▶ **Requirement**
Restate each entry below word for word, without skipping any.
[[ Data extract open ]]
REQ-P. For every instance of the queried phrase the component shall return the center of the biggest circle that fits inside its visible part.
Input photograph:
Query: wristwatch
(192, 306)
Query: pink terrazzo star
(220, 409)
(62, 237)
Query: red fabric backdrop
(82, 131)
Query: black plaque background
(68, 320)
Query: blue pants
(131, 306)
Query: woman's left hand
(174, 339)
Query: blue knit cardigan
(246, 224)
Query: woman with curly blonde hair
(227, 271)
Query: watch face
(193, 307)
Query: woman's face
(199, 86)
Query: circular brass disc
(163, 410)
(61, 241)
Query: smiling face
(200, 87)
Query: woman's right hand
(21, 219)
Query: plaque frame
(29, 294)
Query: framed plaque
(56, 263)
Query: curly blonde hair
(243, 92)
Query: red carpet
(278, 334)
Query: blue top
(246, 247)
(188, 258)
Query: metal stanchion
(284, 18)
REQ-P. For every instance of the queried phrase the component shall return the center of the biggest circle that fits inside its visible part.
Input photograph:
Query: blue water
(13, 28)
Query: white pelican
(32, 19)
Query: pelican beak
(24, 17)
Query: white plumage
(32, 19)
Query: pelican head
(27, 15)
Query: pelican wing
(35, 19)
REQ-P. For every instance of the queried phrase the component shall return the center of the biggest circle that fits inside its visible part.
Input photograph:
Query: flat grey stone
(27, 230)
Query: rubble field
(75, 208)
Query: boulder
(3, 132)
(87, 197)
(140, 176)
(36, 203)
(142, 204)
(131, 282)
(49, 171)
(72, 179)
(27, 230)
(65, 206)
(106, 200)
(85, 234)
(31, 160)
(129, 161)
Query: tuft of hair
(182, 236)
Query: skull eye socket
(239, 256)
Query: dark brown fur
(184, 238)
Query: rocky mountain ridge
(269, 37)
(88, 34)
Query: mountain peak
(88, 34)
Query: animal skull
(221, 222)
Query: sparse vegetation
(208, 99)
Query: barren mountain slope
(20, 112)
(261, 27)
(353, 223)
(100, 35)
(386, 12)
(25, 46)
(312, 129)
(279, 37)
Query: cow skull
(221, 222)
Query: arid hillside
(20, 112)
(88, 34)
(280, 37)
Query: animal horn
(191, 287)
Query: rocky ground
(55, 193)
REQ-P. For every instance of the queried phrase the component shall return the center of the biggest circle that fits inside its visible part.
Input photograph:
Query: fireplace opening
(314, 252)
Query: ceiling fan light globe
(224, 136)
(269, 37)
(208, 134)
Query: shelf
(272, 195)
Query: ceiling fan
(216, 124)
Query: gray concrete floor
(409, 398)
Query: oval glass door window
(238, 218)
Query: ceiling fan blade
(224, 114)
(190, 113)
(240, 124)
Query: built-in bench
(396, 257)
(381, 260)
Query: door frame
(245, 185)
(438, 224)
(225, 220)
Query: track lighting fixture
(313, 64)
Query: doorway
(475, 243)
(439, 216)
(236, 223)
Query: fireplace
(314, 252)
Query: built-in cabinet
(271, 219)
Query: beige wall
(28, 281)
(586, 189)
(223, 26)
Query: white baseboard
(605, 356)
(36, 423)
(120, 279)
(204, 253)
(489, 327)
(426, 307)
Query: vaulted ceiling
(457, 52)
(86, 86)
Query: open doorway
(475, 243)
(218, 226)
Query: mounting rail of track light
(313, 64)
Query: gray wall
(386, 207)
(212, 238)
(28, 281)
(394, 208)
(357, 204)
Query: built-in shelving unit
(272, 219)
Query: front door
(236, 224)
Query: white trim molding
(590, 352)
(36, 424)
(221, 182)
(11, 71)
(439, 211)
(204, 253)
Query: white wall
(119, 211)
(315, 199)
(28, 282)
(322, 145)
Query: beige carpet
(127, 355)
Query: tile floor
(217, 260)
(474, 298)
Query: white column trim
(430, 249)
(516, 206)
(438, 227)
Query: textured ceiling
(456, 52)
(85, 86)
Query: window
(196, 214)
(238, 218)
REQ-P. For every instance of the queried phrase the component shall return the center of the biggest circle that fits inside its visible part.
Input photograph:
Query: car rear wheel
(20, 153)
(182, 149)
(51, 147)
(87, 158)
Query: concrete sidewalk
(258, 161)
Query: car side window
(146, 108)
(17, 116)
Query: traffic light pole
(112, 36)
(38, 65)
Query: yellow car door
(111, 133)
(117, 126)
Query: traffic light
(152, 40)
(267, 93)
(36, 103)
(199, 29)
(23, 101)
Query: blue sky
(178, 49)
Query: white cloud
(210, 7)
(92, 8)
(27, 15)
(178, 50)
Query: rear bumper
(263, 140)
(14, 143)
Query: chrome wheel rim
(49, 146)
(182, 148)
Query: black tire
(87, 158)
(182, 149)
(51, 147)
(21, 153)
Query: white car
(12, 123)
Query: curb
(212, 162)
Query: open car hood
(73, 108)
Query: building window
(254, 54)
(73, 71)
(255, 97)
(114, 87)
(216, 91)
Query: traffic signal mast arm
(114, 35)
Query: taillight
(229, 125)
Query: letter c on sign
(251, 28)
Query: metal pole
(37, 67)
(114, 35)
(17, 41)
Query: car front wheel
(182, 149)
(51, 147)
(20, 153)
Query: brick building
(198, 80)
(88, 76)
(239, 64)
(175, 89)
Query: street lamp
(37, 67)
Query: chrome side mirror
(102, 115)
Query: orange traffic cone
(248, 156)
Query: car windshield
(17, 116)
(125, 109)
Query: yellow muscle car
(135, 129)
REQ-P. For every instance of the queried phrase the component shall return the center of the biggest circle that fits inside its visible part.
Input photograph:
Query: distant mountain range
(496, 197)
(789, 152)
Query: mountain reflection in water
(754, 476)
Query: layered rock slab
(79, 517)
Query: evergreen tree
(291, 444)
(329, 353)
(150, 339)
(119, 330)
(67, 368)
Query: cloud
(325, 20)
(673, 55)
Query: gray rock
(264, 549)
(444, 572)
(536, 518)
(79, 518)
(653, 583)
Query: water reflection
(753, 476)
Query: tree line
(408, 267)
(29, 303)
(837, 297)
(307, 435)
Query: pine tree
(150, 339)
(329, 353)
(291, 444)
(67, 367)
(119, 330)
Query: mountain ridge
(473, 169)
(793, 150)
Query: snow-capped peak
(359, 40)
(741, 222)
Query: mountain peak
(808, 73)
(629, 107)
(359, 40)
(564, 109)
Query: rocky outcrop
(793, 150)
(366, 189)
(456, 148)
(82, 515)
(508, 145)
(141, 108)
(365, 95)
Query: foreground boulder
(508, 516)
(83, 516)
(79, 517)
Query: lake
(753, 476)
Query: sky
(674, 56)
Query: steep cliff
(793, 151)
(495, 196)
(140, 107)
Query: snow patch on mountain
[[ Data extract closed ]]
▶ **Output for this task**
REQ-P. For every instance of the queried phrase the component shall return the center of the biggest circle that fits inside its visible part.
Input photograph:
Query: wristwatch
(192, 306)
Query: pink terrazzo star
(220, 409)
(62, 237)
Query: red fabric backdrop
(82, 131)
Query: black plaque background
(68, 320)
Query: blue pants
(131, 306)
Query: woman's left hand
(174, 339)
Query: blue knit cardigan
(246, 224)
Query: woman with curly blonde hair
(227, 271)
Query: watch face
(193, 307)
Query: woman's face
(199, 86)
Query: circular brass disc
(163, 410)
(61, 241)
Query: smiling face
(200, 87)
Query: woman's right hand
(21, 219)
Query: plaque frame
(29, 294)
Query: framed plaque
(56, 263)
Query: curly blonde hair
(243, 92)
Query: red carpet
(278, 334)
Query: blue top
(246, 247)
(188, 258)
Query: metal stanchion
(284, 18)
REQ-P. For every instance of the queried phrase the component shall return the center of the biggest circle that fits inside its visible part.
Input photograph:
Query: blue water
(13, 28)
Query: white pelican
(32, 19)
Query: pelican beak
(24, 17)
Query: white plumage
(32, 19)
Query: pelican head
(27, 15)
Query: pelican wing
(35, 19)
REQ-P. For every instance of the queried phrase the component shall return the center of the biggest circle that fits inside its visible part.
Input photograph:
Query: flat grey stone
(27, 230)
Query: rubble field
(75, 208)
Query: boulder
(3, 132)
(87, 197)
(140, 176)
(36, 203)
(142, 204)
(131, 282)
(49, 171)
(72, 179)
(27, 230)
(65, 206)
(106, 200)
(85, 234)
(31, 160)
(129, 161)
Query: tuft of hair
(182, 236)
Query: skull eye socket
(239, 256)
Query: dark brown fur
(184, 238)
Query: rocky mountain ridge
(269, 37)
(88, 34)
Query: mountain peak
(88, 34)
Query: animal skull
(221, 222)
Query: sparse vegetation
(208, 99)
Query: barren mountain slope
(20, 112)
(261, 27)
(353, 223)
(100, 35)
(386, 12)
(25, 46)
(312, 129)
(279, 37)
Query: cow skull
(221, 222)
Query: arid hillside
(20, 112)
(88, 34)
(280, 37)
Query: animal horn
(191, 287)
Query: rocky ground
(55, 193)
REQ-P. For every instance of the queried phrase the component shall return the center of the biggest circle that fits inside its visible part.
Input photograph:
Query: fireplace opening
(314, 252)
Query: ceiling fan light globe
(224, 136)
(269, 37)
(208, 134)
Query: shelf
(272, 195)
Query: ceiling fan
(216, 124)
Query: gray concrete floor
(409, 398)
Query: oval glass door window
(238, 218)
Query: ceiling fan blade
(224, 114)
(190, 113)
(240, 124)
Query: built-in bench
(396, 257)
(381, 260)
Query: door frame
(245, 185)
(438, 224)
(225, 220)
Query: track lighting fixture
(313, 64)
Query: doorway
(475, 243)
(439, 216)
(236, 223)
Query: fireplace
(314, 252)
Query: built-in cabinet
(271, 219)
Query: beige wall
(28, 281)
(586, 189)
(223, 26)
Query: white baseboard
(605, 356)
(36, 423)
(120, 279)
(204, 253)
(489, 327)
(426, 307)
Query: vaulted ceiling
(457, 52)
(86, 86)
Query: open doorway
(475, 243)
(218, 226)
Query: mounting rail of track light
(313, 64)
Query: gray wall
(386, 207)
(212, 238)
(28, 281)
(394, 208)
(357, 204)
Query: built-in shelving unit
(272, 219)
Query: front door
(236, 224)
Query: white trim molding
(590, 352)
(36, 424)
(221, 182)
(11, 71)
(439, 211)
(204, 253)
Query: white wall
(119, 211)
(315, 199)
(28, 282)
(322, 145)
Query: beige carpet
(127, 355)
Query: tile floor
(217, 260)
(474, 298)
Query: white column trim
(430, 249)
(516, 206)
(438, 227)
Query: textured ceiling
(456, 52)
(85, 86)
Query: window
(196, 214)
(238, 218)
REQ-P. For every instance of the queried phrase the component shall return the center of the biggest circle that fits inside its visible part.
Input photograph:
Query: car rear wheel
(20, 153)
(182, 149)
(51, 147)
(87, 158)
Query: concrete sidewalk
(258, 161)
Query: car side window
(146, 108)
(17, 116)
Query: traffic light pole
(112, 36)
(38, 65)
Query: yellow car door
(111, 133)
(117, 126)
Query: traffic light
(152, 40)
(267, 93)
(36, 103)
(199, 29)
(23, 101)
Query: blue sky
(178, 49)
Query: white cloud
(210, 7)
(92, 8)
(27, 15)
(178, 50)
Query: rear bumper
(263, 140)
(14, 143)
Query: chrome wheel rim
(49, 146)
(182, 148)
Query: black tire
(87, 158)
(182, 149)
(51, 147)
(21, 153)
Query: white car
(12, 123)
Query: curb
(212, 162)
Query: open car hood
(73, 108)
Query: building window
(254, 54)
(73, 71)
(255, 97)
(114, 87)
(216, 91)
Query: traffic signal mast arm
(114, 35)
Query: taillight
(229, 125)
Query: letter c on sign
(251, 28)
Query: metal pole
(37, 67)
(114, 35)
(17, 41)
Query: car front wheel
(182, 149)
(51, 147)
(20, 153)
Query: brick building
(198, 80)
(88, 76)
(239, 64)
(175, 89)
Query: street lamp
(37, 67)
Query: chrome side mirror
(102, 115)
Query: orange traffic cone
(248, 156)
Query: car windshield
(17, 116)
(125, 109)
Query: yellow muscle car
(135, 129)
REQ-P. For every instance of the queried phrase the component shall return the center of the biggest circle that fits inside its visible part.
Input photograph:
Query: distant mountain range
(496, 197)
(789, 152)
Query: mountain reflection in water
(754, 476)
Query: layered rock slab
(79, 517)
Query: evergreen tree
(291, 444)
(329, 353)
(150, 339)
(119, 330)
(67, 368)
Query: cloud
(325, 20)
(673, 55)
Query: gray rock
(264, 549)
(444, 572)
(536, 518)
(79, 518)
(653, 583)
Query: water reflection
(753, 476)
Query: tree line
(408, 267)
(29, 303)
(837, 297)
(307, 435)
Query: pine tree
(150, 339)
(329, 353)
(291, 444)
(67, 367)
(119, 330)
Query: mountain ridge
(473, 169)
(793, 150)
Query: snow-capped peak
(359, 40)
(741, 222)
Query: mountain peak
(808, 73)
(629, 107)
(359, 40)
(564, 109)
Query: rocky outcrop
(793, 150)
(366, 189)
(456, 148)
(82, 515)
(508, 145)
(141, 108)
(365, 95)
Query: foreground boulder
(508, 516)
(83, 516)
(79, 517)
Query: lake
(753, 476)
Query: sky
(674, 56)
Query: steep cliff
(793, 151)
(495, 196)
(140, 107)
Query: snow patch on mountain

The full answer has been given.